_TASK ITEM:_ Retype the tail of the data exactly, starting at the line containing "box: [72, 351, 84, 405]" and stopping at the last line.

Top of SUPPLIED DATA

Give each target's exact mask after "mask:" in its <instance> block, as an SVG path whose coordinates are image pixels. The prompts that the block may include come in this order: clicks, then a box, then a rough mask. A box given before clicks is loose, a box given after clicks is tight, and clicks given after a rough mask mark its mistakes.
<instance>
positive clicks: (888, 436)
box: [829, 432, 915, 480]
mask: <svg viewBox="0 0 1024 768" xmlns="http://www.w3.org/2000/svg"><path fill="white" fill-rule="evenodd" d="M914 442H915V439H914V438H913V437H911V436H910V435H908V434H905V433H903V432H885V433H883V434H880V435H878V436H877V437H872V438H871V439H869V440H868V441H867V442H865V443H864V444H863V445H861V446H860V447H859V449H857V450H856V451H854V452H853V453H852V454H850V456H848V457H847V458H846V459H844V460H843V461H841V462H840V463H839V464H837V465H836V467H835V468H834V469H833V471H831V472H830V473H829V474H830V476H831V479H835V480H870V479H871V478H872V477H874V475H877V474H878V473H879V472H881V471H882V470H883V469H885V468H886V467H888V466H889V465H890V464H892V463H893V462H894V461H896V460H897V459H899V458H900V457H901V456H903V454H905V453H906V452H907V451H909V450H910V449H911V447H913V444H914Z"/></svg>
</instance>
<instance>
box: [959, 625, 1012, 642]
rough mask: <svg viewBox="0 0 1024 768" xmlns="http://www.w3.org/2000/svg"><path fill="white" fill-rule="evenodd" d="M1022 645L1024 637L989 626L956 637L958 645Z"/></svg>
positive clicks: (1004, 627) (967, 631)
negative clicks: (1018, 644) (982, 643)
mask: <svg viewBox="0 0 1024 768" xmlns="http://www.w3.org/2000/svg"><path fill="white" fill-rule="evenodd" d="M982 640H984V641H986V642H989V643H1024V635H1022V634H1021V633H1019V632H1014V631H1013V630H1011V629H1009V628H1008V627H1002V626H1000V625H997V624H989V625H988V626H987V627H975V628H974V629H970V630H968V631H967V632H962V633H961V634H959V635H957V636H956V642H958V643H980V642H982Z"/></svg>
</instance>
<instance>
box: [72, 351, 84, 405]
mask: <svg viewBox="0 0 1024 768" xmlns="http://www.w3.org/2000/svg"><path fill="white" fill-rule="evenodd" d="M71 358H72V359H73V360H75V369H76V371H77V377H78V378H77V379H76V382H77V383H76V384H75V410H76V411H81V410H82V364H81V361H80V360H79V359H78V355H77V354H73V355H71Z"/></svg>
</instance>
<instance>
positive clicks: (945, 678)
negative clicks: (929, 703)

Bottom of SUPPLIED DATA

_ANSWER SECTION:_
box: [72, 351, 84, 405]
mask: <svg viewBox="0 0 1024 768" xmlns="http://www.w3.org/2000/svg"><path fill="white" fill-rule="evenodd" d="M71 358H72V359H73V360H75V369H76V371H77V377H78V378H77V379H76V382H77V383H76V384H75V410H76V411H81V410H82V364H81V361H80V360H79V359H78V355H77V354H73V355H71Z"/></svg>
</instance>
<instance>
positive clicks: (945, 678)
negative clicks: (929, 703)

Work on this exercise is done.